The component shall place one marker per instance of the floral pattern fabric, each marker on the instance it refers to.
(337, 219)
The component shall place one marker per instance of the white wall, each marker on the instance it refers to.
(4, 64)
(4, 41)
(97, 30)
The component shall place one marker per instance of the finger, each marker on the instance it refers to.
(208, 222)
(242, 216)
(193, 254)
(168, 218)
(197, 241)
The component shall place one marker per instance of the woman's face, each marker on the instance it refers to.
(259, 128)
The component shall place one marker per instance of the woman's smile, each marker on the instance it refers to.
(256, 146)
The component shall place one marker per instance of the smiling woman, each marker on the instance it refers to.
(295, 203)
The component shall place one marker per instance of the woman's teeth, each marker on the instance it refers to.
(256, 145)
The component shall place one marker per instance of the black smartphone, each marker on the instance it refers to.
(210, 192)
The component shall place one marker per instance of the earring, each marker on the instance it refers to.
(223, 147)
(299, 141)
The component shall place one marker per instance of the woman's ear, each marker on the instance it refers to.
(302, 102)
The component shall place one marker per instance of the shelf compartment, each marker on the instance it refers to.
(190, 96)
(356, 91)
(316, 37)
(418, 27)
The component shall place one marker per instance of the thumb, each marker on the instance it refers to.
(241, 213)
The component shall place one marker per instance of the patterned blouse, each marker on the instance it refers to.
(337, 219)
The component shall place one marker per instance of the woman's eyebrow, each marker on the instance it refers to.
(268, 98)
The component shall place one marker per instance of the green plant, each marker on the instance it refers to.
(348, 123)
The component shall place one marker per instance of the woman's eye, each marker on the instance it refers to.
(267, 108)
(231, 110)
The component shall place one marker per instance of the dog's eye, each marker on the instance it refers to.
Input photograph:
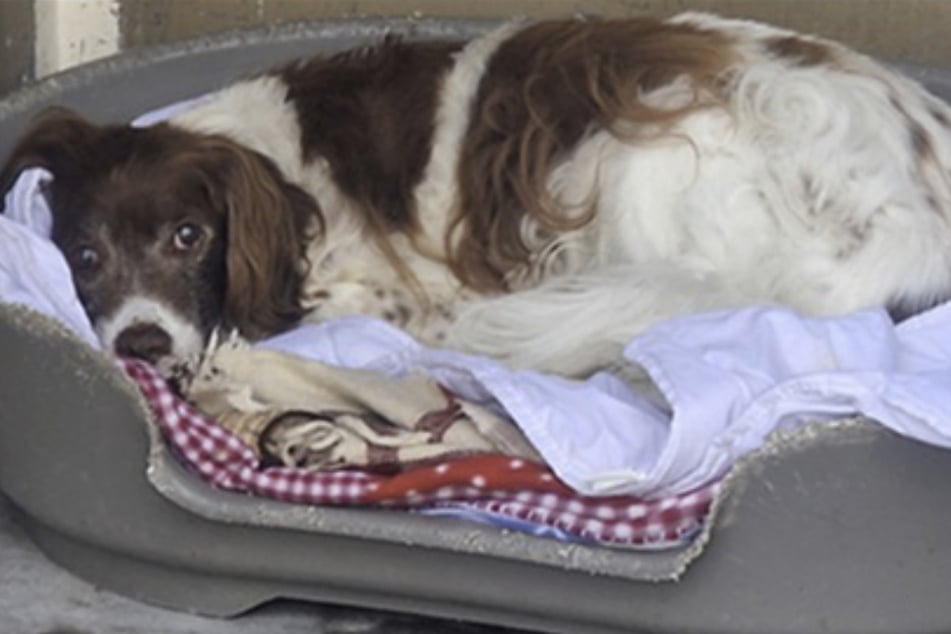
(187, 236)
(87, 259)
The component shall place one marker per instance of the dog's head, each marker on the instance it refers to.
(169, 233)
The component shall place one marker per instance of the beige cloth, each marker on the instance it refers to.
(310, 415)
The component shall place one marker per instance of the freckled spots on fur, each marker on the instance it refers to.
(799, 51)
(857, 237)
(932, 201)
(404, 313)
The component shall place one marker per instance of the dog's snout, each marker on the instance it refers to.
(143, 341)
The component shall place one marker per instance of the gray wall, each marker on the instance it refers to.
(915, 30)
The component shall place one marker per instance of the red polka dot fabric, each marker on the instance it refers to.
(495, 486)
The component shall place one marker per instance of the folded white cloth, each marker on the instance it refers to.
(729, 378)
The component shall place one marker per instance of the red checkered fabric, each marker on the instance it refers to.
(494, 484)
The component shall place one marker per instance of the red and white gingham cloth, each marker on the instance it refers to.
(495, 484)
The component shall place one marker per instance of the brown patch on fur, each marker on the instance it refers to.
(544, 90)
(370, 114)
(270, 224)
(800, 51)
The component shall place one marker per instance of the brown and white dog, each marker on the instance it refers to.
(539, 194)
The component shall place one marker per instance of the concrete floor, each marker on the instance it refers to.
(37, 597)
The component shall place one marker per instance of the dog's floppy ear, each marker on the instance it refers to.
(58, 140)
(270, 223)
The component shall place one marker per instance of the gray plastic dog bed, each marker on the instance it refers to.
(840, 529)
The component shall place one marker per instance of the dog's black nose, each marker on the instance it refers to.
(143, 341)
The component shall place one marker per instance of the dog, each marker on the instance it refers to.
(539, 194)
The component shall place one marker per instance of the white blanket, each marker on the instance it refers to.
(730, 378)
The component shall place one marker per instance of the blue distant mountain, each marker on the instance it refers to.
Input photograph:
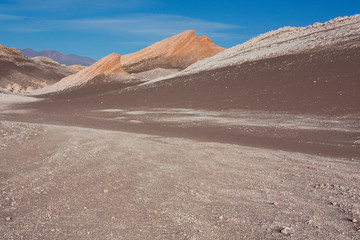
(68, 60)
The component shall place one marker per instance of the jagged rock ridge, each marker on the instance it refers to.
(176, 52)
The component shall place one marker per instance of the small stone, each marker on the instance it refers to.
(286, 230)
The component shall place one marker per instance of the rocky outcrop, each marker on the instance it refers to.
(68, 60)
(339, 33)
(106, 70)
(20, 74)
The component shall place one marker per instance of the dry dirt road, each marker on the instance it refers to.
(62, 182)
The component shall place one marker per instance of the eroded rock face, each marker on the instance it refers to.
(68, 60)
(21, 74)
(106, 70)
(176, 52)
(340, 33)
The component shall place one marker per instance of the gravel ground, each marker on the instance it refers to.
(61, 182)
* * * * * * * * *
A verbatim copy of the listing above, starting from the line with "The component shall place one marker per instance of the jagged" and running to its last line, is the only output needed.

■ RESPONSE TO THE EXERCISE
The component shall place one marker per instance of the jagged rock ridge, each marker on the instance it refers to.
(176, 52)
The component shall place one marker per instance of the small stone, each marker on the instance it refers to.
(286, 230)
The component shall place one marker per instance of the rocky outcrop, each marker on the instance it refers to.
(68, 60)
(339, 33)
(106, 70)
(20, 74)
The component shall place one marker per instance of the dry dirt road, each marker on the instance it refers to.
(62, 182)
The component shall place one marker per instance of the eroded rock face, each marker on the instance it refers to.
(68, 60)
(21, 74)
(106, 70)
(176, 52)
(340, 33)
The component shall place one marker per instance of the gravel ground, each marker on the instance it refers to.
(61, 182)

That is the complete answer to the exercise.